> **JOB 1**: List the kinds of public safety incidents named in the first sentence of the Excel public safety report article.

Tracking public safety incidents — fires, vehicle accidents, patrol responses, equipment damage, vandalism — with three separate spreadsheets and a Friday-afternoon scramble to compile the council report is exhausting. In this article I’ll walk you through a Public Safety Report in Excel that handles all of it in one workbook: 5 KPIs, 5 charts, two slicers, and an Information Table that prints to PDF in two clicks.

You can read this as a tutorial — every screenshot below comes from the actual file — or you can skip to the bottom and download the ready-to-use template. Either way, by the end you’ll know exactly how a four-sheet reporting workbook for public safety is structured and how to adapt it for your own agency.

What is a public safety report?

A public safety report is the periodic (weekly, monthly, quarterly) document that operations, finance, and political leadership use to answer four questions:

  1. How many incidents did we handle in the period?
  2. How many are resolved vs. still in progress?
  3. What did each incident type cost — by department, by region, by month?
  4. Where are the trends going?

Most municipal agencies and campus safety departments need this report to walk into a council meeting, file a grant application, or sign off a quarterly compliance review. Software vendors sell records management systems (RMS) that produce these reports — but a lean Excel reporting workbook does the same job at $0/month, with no vendor lock-in.

The four sheets at a glance

Public Safety Report in Excel — Summary page with 5 KPI cards, right-side slicer, and 5 charts
Summary page — 5 KPI cards, right-side slicer, and 5 charts.

Sheet 1 is the Summary Page — five KPI cards, five charts, and a right-side slicer. It’s the page you screenshot for the council packet.

Sheet 2 is the Report Page — a left-side slicer and an Information Table. It’s the page you filter and print when the Chief asks for “every incident in District 3 last month.”

Sheet 3 is the Data sheet — the raw record of every incident, one row per event.

Sheet 4 is the Support sheet — pivot tables and lookup logic that drive Sheets 1 and 2. You’ll rarely open it.

Let’s walk through each one.

Sheet 1 — Summary Page

The top of the Summary Page shows five KPI cards:

  • Total Incidents — count of all rows in the Data sheet (filtered by slicer)

> **MATERIAL**:
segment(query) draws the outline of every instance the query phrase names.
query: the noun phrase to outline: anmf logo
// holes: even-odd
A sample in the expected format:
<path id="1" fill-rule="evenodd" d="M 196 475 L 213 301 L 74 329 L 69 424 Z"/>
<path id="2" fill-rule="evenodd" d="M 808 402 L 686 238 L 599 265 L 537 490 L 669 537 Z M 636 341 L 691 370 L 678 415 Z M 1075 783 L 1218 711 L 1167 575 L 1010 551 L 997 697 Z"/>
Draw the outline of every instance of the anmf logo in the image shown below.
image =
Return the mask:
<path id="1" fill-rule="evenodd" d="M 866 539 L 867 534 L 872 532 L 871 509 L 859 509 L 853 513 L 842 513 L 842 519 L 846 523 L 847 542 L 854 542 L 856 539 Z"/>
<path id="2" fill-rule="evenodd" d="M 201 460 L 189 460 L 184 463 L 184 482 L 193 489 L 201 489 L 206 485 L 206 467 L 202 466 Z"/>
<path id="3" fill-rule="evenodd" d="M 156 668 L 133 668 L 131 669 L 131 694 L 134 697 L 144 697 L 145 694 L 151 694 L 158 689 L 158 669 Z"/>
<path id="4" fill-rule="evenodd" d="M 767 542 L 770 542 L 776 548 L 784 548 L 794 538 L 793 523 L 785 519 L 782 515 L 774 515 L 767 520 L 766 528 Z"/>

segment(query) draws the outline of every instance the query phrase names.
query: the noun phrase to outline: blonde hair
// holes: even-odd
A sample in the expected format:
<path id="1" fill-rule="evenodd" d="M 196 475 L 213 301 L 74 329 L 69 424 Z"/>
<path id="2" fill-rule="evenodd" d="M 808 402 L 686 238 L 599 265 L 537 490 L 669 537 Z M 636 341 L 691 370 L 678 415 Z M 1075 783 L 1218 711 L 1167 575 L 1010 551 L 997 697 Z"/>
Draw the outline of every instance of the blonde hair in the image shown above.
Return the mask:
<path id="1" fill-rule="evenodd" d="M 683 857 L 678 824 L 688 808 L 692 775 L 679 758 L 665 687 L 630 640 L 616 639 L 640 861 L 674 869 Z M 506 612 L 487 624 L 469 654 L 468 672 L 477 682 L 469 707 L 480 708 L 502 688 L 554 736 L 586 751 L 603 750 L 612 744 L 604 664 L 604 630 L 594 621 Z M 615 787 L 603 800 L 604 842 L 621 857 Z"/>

> **JOB 2**: Lay out as a numbered list the lines of the records, starting with the first line of the records and going on through the line containing "Draw the outline of every instance of the anmf", leaving out any blank lines.

> **FINAL ANSWER 1**:
Fires
Vehicle accidents
Patrol responses
Equipment damage
Vandalism

> **FINAL ANSWER 2**:
1. segment(query) draws the outline of every instance the query phrase names.
2. query: the noun phrase to outline: anmf logo
3. // holes: even-odd
4. A sample in the expected format:
5. <path id="1" fill-rule="evenodd" d="M 196 475 L 213 301 L 74 329 L 69 424 Z"/>
6. <path id="2" fill-rule="evenodd" d="M 808 402 L 686 238 L 599 265 L 537 490 L 669 537 Z M 636 341 L 691 370 L 678 415 Z M 1075 783 L 1218 711 L 1167 575 L 1010 551 L 997 697 Z"/>
7. Draw the outline of every instance of the anmf logo in the image shown below.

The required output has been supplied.